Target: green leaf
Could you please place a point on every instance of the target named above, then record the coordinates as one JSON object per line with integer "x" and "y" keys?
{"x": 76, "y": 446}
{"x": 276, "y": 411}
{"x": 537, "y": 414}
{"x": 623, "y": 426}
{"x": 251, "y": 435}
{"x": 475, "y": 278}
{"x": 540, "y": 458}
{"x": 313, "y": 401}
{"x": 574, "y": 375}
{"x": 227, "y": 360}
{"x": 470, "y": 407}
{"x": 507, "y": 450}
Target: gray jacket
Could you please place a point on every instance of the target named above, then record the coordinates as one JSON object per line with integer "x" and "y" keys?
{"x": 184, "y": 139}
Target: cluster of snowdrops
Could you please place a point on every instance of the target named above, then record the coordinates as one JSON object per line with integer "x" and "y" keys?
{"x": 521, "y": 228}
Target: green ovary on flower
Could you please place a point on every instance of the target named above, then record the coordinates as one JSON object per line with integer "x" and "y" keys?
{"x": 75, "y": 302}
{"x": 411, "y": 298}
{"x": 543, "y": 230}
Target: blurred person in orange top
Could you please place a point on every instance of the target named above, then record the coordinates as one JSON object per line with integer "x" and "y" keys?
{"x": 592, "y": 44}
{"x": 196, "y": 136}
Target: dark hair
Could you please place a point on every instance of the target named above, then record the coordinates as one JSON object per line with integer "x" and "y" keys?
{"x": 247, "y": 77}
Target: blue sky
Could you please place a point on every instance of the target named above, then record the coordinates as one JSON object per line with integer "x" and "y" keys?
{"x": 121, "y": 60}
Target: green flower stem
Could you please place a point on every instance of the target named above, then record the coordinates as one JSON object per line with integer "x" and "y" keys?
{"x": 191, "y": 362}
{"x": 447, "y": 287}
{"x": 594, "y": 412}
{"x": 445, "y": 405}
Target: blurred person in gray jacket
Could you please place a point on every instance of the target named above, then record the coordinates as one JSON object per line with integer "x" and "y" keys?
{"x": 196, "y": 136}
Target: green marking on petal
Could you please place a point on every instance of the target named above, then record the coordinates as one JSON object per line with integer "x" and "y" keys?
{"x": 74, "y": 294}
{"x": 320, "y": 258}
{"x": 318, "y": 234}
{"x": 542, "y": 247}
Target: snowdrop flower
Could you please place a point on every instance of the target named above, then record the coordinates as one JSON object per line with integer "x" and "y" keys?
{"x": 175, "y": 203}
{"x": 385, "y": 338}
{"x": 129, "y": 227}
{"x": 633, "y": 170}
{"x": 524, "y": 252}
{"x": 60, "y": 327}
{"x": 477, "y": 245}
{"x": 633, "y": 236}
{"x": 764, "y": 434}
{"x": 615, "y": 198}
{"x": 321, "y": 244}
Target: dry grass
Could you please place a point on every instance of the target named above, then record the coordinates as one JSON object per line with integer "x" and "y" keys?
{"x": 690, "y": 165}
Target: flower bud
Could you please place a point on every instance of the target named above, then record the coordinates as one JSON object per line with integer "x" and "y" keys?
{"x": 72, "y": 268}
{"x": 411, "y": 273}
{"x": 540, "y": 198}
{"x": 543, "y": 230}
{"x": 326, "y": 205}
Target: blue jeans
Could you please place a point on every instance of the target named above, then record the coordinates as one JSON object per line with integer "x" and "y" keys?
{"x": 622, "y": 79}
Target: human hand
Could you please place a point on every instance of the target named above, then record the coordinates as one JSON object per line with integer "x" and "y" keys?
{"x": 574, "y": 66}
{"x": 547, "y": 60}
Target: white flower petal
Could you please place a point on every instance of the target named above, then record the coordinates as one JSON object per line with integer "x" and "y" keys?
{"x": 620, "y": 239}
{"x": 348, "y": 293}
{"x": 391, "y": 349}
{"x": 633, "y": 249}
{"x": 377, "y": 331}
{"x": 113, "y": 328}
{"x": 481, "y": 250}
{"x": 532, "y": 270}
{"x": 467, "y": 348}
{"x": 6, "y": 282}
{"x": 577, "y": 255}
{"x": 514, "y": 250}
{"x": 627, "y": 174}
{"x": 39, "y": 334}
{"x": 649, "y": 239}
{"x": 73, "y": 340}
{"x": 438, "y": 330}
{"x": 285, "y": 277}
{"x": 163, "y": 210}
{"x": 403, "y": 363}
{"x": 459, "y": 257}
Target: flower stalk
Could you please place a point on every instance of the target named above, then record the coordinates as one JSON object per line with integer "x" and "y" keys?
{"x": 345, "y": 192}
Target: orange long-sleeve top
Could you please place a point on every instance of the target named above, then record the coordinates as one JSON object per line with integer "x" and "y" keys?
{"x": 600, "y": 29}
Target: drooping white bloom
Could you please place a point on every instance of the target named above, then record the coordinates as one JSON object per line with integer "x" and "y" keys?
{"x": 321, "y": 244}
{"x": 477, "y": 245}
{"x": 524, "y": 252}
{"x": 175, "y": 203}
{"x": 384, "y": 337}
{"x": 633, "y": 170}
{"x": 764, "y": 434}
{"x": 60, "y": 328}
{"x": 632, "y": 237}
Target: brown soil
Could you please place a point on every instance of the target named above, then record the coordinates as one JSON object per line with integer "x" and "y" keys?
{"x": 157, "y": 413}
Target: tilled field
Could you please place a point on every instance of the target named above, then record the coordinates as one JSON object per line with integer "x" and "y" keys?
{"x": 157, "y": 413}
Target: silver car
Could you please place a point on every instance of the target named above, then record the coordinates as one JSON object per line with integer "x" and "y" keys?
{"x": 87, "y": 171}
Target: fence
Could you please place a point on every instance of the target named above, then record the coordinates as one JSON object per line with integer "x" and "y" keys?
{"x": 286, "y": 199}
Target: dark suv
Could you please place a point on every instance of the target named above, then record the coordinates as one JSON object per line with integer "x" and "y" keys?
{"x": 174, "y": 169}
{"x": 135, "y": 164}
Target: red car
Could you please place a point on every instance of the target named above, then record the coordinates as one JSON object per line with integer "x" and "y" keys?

---+---

> _WRITTEN TASK_
Rewrite all of the rows above, replacing "place a point" with "set a marker" wherever it occurs and leaving everything else unchanged.

> _SOLUTION_
Target: green leaf
Could you please set a marker on every instance of the target named above, then record the coordinates as one JSON object per line with integer "x" and "y" keys?
{"x": 76, "y": 446}
{"x": 276, "y": 411}
{"x": 537, "y": 414}
{"x": 623, "y": 426}
{"x": 251, "y": 435}
{"x": 475, "y": 278}
{"x": 540, "y": 458}
{"x": 313, "y": 401}
{"x": 574, "y": 375}
{"x": 227, "y": 360}
{"x": 470, "y": 407}
{"x": 507, "y": 450}
Target: gray jacket
Could you please set a marker on every instance of the target named above, then record the coordinates as one JSON object per line with integer "x" and "y" keys?
{"x": 184, "y": 139}
Target: cluster of snowdrops
Could you please set a marker on every instance of the target named above, then record the coordinates as one JSON object per line with integer "x" and "y" keys?
{"x": 521, "y": 228}
Target: green ovary on flower
Could you please set a marker on every instance of the target named above, then record the coordinates as one JSON object per line with integer "x" and "y" keys?
{"x": 75, "y": 302}
{"x": 411, "y": 298}
{"x": 543, "y": 230}
Target: blurred person in orange top
Could you please set a marker on every instance of the target named above, then record the coordinates as one JSON object per line with integer "x" and "y" keys?
{"x": 592, "y": 44}
{"x": 196, "y": 136}
Target: dark hair
Could you please set a marker on every instance of the target named above, then record the coordinates as one JSON object per line with integer "x" and "y" keys?
{"x": 247, "y": 77}
Target: blue sky
Could you please set a marker on every instance of the target named above, then record the coordinates as one JSON object per line with integer "x" and "y" keys?
{"x": 121, "y": 60}
Target: green flower stem
Could you please set a marker on every instance of the target named above, then record the coordinates as one JSON object per line with integer "x" and "y" keys?
{"x": 191, "y": 362}
{"x": 447, "y": 287}
{"x": 594, "y": 412}
{"x": 445, "y": 405}
Target: blurred person in gray jacket
Could you please set a marker on every instance of the target named above, then record the coordinates as one JSON object per line with integer "x" and "y" keys?
{"x": 196, "y": 136}
Target: green marking on petal
Could you please set a marker on every instance of the target named above, then record the coordinates as one JSON object per line with integer "x" and "y" keys?
{"x": 74, "y": 294}
{"x": 320, "y": 258}
{"x": 318, "y": 234}
{"x": 542, "y": 247}
Target: snowdrop flower
Could you please set a marker on every instance of the target named above, then record the coordinates as one JSON object per line with integer "x" and "y" keys?
{"x": 175, "y": 203}
{"x": 385, "y": 338}
{"x": 129, "y": 227}
{"x": 633, "y": 170}
{"x": 524, "y": 252}
{"x": 60, "y": 327}
{"x": 477, "y": 245}
{"x": 633, "y": 236}
{"x": 764, "y": 434}
{"x": 615, "y": 198}
{"x": 321, "y": 244}
Target: dry grass
Could you please set a marker on every instance of the target named above, then record the coordinates as one JSON object per line with integer "x" and "y" keys?
{"x": 690, "y": 165}
Target: flower bud
Could you please set a marker on every instance of the target named above, then record the coordinates as one JSON object per line with integer "x" and "y" keys?
{"x": 72, "y": 268}
{"x": 411, "y": 273}
{"x": 540, "y": 198}
{"x": 543, "y": 230}
{"x": 326, "y": 205}
Target: blue jeans
Could you please set a marker on every instance of the target named above, then record the coordinates as one JSON object per line with integer "x" and "y" keys?
{"x": 622, "y": 79}
Target: human hand
Could you please set a marker on every instance of the target named above, then record the coordinates as one JSON object per line with integer "x" and "y" keys?
{"x": 574, "y": 66}
{"x": 547, "y": 60}
Target: white flower petal
Could you please set a marker on every instance of the target named above, then record the coordinates as one JSON object per line with integer "x" and "y" keys?
{"x": 620, "y": 239}
{"x": 348, "y": 293}
{"x": 391, "y": 349}
{"x": 633, "y": 249}
{"x": 377, "y": 331}
{"x": 113, "y": 328}
{"x": 481, "y": 250}
{"x": 532, "y": 270}
{"x": 467, "y": 348}
{"x": 6, "y": 282}
{"x": 577, "y": 255}
{"x": 514, "y": 250}
{"x": 627, "y": 174}
{"x": 39, "y": 334}
{"x": 649, "y": 239}
{"x": 73, "y": 340}
{"x": 438, "y": 330}
{"x": 285, "y": 277}
{"x": 163, "y": 210}
{"x": 403, "y": 363}
{"x": 459, "y": 257}
Target: flower stalk
Could you please set a marker on every instance of the target named above, then record the coordinates as one JSON object per line with integer "x" and "y" keys?
{"x": 345, "y": 192}
Target: orange long-sleeve top
Could you please set a marker on every instance of the target named above, then record the coordinates as one JSON object per line with integer "x" and "y" keys?
{"x": 600, "y": 29}
Target: drooping white bloom
Could you please set a marker on every instance of the target named above, then record the coordinates as one JSON object per line with integer "x" and "y" keys?
{"x": 321, "y": 244}
{"x": 477, "y": 245}
{"x": 524, "y": 252}
{"x": 175, "y": 203}
{"x": 384, "y": 337}
{"x": 633, "y": 170}
{"x": 764, "y": 434}
{"x": 60, "y": 328}
{"x": 632, "y": 237}
Target: brown soil
Could you please set a marker on every instance of the target named above, then record the coordinates as one JSON object per line with integer "x" and "y" keys?
{"x": 157, "y": 413}
Target: tilled field
Could you please set a marker on every instance of the target named above, then record the coordinates as one JSON object per line with integer "x" and "y" keys?
{"x": 157, "y": 413}
Target: silver car
Could you please set a marker on every instance of the target named above, then record the coordinates as one JSON object per line with integer "x" and "y" keys?
{"x": 87, "y": 171}
Target: fence
Could you please set a marker on every instance of the target named above, then record the coordinates as one JSON object per line with integer "x" and "y" keys?
{"x": 286, "y": 199}
Target: dark suv
Could you please set a marker on every instance of the target named above, then record the coordinates as one JSON object per line with integer "x" and "y" keys?
{"x": 174, "y": 169}
{"x": 135, "y": 164}
Target: red car
Could you please set a marker on every instance of the target named above, then record the coordinates as one JSON object per line with integer "x" and "y" keys?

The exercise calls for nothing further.